* What you have to do *
Reproduce verbatim the lines from the beginning of the records through the line containing "M 139 59 L 137", including that line.

═══ Dataset excerpts

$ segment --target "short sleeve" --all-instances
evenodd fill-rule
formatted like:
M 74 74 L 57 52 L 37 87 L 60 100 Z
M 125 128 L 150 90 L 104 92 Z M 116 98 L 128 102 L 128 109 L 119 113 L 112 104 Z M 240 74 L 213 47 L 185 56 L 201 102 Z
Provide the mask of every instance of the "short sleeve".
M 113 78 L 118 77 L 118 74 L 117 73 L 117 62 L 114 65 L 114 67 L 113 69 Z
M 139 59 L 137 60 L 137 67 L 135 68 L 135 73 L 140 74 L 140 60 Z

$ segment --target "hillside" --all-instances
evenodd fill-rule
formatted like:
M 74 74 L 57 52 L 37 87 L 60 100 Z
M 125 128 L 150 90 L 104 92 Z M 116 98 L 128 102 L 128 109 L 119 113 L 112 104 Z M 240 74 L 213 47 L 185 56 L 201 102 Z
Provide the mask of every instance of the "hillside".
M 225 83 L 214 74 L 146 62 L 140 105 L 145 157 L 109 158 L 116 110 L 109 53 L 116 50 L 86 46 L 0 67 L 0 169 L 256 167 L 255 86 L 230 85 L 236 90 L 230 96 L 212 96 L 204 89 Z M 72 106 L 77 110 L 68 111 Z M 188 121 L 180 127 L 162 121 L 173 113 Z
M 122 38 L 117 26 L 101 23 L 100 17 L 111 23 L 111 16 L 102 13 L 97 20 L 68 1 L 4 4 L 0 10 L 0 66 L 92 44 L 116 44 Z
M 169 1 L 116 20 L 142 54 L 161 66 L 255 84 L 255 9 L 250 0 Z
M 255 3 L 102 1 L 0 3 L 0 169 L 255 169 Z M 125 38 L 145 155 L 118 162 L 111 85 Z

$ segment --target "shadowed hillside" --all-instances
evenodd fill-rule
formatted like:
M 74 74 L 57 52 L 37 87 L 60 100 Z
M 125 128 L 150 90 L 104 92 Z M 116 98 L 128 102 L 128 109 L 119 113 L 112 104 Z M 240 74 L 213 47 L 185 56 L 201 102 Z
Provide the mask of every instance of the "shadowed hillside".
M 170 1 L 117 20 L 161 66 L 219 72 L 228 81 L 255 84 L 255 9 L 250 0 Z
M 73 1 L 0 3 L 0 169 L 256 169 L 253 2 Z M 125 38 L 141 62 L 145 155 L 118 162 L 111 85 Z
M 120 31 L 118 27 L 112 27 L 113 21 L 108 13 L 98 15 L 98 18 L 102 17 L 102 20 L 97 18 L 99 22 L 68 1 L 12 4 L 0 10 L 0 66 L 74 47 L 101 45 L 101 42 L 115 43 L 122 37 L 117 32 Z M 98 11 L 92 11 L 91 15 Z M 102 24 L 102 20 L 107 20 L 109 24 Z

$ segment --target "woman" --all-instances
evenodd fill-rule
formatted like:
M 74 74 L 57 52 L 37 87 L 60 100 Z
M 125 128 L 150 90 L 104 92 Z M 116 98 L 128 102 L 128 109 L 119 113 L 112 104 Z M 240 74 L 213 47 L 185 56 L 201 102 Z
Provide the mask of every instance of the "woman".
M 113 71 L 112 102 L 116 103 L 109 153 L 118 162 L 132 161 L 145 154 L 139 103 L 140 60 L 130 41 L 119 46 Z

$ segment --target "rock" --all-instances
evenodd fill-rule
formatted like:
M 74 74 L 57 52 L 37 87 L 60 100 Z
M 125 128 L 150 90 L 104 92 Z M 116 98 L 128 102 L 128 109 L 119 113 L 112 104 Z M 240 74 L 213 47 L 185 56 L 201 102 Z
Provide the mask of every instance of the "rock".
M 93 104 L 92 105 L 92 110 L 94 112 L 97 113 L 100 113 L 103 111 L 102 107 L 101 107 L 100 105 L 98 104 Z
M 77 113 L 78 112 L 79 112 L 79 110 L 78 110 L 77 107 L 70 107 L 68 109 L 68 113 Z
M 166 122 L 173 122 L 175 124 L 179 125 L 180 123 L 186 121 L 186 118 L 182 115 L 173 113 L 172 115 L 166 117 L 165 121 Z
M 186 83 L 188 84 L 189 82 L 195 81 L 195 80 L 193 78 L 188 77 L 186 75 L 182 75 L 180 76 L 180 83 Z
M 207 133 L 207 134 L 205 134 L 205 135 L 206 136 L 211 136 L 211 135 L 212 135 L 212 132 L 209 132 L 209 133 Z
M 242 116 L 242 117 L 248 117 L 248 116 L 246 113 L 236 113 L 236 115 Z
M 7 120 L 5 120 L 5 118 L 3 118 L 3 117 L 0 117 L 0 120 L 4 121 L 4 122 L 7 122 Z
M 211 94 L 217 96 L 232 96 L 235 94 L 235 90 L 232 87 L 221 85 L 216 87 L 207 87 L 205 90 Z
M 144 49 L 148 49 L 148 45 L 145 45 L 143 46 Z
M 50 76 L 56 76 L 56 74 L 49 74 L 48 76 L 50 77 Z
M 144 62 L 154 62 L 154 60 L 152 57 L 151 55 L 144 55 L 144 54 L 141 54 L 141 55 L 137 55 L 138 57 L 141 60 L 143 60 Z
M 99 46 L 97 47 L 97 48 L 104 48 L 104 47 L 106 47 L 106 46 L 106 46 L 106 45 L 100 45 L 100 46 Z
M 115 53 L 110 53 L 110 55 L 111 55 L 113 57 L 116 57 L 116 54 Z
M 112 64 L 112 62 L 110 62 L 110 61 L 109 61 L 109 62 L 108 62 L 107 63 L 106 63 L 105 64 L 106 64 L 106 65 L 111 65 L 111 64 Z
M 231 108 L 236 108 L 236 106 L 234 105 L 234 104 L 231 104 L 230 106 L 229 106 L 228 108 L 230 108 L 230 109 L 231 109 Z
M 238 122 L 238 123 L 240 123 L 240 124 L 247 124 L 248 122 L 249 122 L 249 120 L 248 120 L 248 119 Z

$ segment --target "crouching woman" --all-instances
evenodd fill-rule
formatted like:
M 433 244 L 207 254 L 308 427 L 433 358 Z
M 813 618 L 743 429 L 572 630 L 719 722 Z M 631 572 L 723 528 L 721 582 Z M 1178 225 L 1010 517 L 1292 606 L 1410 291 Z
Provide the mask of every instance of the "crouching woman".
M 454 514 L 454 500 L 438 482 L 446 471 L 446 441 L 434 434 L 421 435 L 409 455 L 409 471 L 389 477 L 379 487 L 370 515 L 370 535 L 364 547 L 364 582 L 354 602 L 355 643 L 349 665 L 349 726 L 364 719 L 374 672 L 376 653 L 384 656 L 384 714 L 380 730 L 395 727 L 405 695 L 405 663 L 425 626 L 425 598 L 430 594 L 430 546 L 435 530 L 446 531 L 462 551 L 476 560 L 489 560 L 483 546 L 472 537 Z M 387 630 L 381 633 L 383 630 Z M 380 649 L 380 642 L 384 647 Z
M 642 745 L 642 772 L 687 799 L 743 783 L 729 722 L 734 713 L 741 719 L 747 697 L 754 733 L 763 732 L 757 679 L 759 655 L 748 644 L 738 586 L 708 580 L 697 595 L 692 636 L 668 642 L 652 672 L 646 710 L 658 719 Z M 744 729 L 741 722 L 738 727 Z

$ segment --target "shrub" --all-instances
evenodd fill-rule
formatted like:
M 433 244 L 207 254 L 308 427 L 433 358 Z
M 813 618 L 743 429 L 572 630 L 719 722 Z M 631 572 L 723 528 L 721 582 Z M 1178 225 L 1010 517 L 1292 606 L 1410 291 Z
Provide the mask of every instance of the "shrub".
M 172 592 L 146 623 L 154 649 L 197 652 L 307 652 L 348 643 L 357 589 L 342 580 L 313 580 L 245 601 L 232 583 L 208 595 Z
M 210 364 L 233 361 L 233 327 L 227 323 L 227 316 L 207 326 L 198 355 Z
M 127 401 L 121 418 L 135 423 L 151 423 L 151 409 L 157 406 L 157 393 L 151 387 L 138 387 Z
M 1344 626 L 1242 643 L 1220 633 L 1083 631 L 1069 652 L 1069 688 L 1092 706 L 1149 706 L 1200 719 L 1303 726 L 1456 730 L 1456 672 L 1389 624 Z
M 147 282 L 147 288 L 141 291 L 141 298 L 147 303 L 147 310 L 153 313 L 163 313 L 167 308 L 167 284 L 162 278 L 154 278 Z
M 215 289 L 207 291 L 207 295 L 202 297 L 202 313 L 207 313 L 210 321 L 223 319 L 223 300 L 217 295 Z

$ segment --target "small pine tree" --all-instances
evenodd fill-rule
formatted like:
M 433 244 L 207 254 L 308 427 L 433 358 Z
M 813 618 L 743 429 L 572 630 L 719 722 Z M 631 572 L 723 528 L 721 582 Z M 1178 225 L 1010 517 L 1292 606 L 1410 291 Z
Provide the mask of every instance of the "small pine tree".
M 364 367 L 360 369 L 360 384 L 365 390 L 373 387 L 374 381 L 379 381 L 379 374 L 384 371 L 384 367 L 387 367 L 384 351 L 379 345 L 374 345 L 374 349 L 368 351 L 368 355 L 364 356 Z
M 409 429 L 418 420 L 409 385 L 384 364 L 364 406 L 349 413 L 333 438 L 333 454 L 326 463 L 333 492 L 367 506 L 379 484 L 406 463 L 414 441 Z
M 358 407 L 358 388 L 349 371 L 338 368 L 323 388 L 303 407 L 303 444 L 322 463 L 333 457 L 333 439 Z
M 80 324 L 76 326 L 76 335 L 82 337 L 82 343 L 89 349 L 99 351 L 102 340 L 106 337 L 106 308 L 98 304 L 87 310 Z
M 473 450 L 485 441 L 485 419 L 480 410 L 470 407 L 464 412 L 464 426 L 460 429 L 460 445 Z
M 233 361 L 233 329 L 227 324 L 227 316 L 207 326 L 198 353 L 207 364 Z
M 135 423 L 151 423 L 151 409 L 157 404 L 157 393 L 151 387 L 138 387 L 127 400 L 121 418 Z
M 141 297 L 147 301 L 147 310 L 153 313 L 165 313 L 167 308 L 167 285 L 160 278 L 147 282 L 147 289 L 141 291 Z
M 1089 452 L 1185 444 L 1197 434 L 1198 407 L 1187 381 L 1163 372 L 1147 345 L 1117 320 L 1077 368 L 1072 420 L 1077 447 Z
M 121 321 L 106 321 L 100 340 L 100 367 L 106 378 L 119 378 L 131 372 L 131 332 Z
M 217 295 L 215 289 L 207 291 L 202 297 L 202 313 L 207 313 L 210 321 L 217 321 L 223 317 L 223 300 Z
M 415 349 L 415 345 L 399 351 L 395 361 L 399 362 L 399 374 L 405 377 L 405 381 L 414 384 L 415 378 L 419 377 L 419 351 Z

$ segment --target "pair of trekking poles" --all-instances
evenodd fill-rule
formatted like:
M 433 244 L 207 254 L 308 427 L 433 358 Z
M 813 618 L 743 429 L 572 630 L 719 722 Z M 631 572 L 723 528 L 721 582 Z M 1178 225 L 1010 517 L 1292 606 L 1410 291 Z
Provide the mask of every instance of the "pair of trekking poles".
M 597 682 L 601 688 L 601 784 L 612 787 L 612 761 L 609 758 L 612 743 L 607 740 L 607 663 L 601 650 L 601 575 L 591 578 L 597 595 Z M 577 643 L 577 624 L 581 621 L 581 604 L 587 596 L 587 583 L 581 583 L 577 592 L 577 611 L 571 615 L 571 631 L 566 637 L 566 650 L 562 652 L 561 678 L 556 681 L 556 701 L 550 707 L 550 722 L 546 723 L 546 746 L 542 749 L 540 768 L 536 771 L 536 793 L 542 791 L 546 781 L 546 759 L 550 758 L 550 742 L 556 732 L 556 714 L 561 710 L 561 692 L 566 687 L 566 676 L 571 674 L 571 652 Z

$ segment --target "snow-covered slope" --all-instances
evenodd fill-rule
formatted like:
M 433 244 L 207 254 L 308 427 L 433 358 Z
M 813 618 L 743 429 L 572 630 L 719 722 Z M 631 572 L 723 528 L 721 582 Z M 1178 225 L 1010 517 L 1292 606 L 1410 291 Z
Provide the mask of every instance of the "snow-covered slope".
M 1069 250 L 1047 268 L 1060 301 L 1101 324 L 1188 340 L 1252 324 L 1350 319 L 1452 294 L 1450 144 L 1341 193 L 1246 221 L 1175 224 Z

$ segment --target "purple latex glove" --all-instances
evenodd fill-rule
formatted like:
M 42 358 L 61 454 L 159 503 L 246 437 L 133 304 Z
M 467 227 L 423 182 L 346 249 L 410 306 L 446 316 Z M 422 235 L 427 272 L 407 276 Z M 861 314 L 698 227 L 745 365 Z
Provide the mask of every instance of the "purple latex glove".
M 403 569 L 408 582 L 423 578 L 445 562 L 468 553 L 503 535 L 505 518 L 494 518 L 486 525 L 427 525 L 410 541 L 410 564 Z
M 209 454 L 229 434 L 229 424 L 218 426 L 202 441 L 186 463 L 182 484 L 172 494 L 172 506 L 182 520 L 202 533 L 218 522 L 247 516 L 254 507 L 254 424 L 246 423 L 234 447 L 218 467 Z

══════

* Solution for this problem *
$ segment --target "short sleeve" --all-instances
evenodd fill-rule
formatted like:
M 74 74 L 57 52 L 37 87 L 60 100 Z
M 125 128 L 150 90 L 104 92 Z M 116 98 L 128 102 L 128 109 L 119 113 L 112 104 Z M 240 74 L 213 47 L 185 56 L 201 102 Z
Provide the mask of every instance of the "short sleeve".
M 113 78 L 118 77 L 118 74 L 117 73 L 117 62 L 114 65 L 114 67 L 113 69 Z
M 139 59 L 137 60 L 137 67 L 135 68 L 135 73 L 140 74 L 140 60 Z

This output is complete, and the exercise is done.